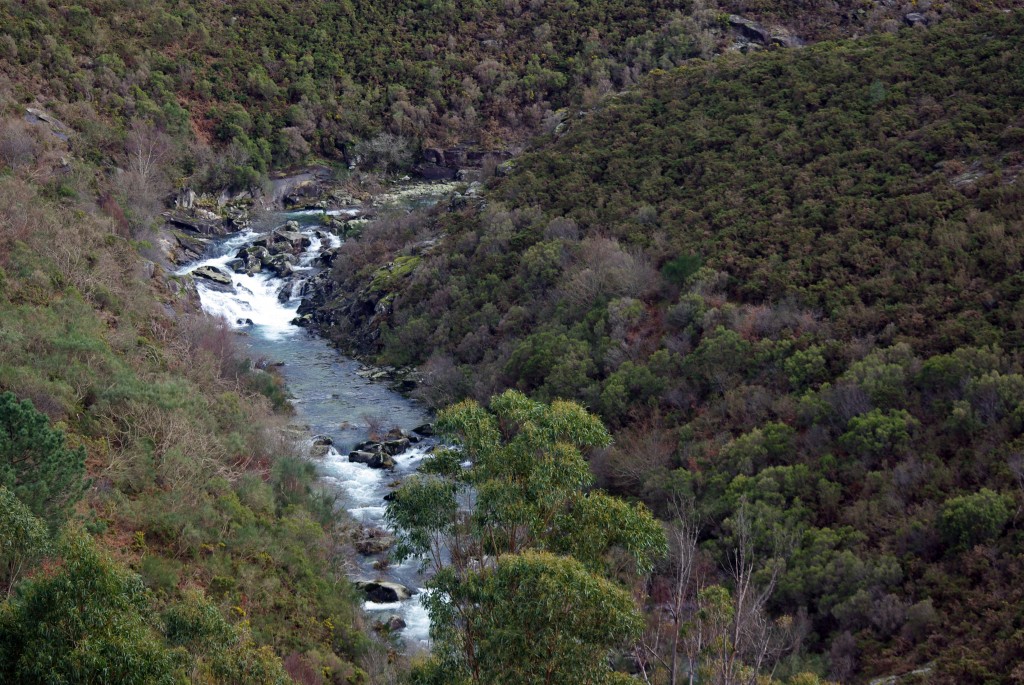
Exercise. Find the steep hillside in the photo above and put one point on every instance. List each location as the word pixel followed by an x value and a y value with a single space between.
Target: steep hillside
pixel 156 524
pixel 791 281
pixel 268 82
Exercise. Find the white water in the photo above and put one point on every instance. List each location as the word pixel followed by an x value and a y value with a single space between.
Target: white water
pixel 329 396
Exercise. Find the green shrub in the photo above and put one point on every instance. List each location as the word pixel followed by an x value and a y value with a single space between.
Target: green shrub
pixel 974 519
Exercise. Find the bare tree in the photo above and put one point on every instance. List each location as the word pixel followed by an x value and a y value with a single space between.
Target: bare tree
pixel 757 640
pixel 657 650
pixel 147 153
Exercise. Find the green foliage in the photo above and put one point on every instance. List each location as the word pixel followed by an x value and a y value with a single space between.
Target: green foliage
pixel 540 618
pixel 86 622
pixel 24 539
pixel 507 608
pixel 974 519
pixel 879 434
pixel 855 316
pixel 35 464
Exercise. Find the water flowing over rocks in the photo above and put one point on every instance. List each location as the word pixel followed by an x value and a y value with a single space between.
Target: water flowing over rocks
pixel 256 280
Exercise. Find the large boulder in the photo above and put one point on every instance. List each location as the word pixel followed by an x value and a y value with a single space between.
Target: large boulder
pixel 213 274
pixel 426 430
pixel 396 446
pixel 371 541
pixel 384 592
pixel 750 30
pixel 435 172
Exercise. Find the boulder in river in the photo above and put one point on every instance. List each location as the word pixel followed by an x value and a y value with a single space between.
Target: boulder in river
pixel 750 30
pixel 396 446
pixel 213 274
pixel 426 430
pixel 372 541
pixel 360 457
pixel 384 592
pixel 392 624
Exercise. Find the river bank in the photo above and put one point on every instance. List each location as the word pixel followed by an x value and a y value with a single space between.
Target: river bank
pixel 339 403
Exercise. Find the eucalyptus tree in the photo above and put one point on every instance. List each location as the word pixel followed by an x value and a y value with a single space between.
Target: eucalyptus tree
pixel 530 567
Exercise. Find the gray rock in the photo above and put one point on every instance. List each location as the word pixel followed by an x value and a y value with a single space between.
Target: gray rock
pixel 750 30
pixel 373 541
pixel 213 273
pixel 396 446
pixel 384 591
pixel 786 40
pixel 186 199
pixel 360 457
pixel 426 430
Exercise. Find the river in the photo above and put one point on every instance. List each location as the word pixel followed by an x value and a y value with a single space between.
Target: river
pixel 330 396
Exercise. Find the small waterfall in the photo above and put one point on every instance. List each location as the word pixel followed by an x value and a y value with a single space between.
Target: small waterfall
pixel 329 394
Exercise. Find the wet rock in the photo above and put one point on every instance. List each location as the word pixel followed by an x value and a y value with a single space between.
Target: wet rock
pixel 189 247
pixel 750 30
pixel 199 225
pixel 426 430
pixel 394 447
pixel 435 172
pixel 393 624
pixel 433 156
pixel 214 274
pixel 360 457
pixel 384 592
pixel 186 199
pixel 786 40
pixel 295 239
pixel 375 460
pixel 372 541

Exercise
Take the records above and return, word for word, only the lines that fall from the line with "Exercise. Find the gray" to the line with "Exercise. Find the wet", both of them included.

Result
Exercise. Find the gray rock in the photo above and put one point on every instance. List each location as the word pixel followed by an x value and a y value with a single space between.
Target: gray rock
pixel 750 30
pixel 373 541
pixel 213 273
pixel 396 446
pixel 384 591
pixel 786 40
pixel 186 199
pixel 360 457
pixel 426 430
Exercise. Find the river in the photo above and put one point on every instance. List each location as the word pixel followed by an x value and a y value with a single space between.
Target: river
pixel 330 396
Exercise. Find the small waterfall in the photo above and put one point on every instance. List each location as the word pixel followed by an x value and a y value with a single space between.
Target: small waterfall
pixel 329 394
Exercise. Find the wet rock in the photo above and put one point on every instance. List each location as the word pixel followed by an x value and a y value with a single space between.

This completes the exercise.